### Information shown
:::

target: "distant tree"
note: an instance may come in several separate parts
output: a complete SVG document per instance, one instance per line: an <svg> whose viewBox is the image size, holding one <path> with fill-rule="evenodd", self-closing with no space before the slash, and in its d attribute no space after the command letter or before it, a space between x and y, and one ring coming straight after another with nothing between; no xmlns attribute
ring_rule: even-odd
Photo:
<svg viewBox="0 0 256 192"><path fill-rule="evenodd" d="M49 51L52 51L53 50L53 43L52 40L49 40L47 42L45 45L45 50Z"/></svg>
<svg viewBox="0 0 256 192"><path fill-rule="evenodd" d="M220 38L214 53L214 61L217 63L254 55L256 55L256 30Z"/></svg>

:::

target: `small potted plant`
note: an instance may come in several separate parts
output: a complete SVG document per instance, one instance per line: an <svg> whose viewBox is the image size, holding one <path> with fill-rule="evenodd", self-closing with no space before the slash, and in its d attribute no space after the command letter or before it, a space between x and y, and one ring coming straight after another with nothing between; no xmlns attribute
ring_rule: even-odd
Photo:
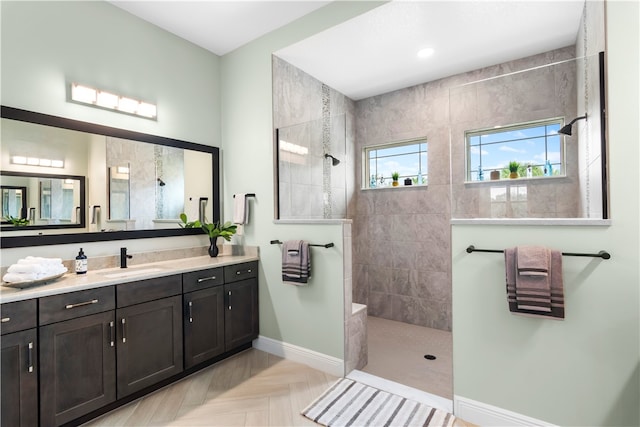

:::

### Exercise aim
Extract every line of the entries above that contains the string "target", matching case exactly.

### Result for this task
target: "distant tree"
target: `small potted plant`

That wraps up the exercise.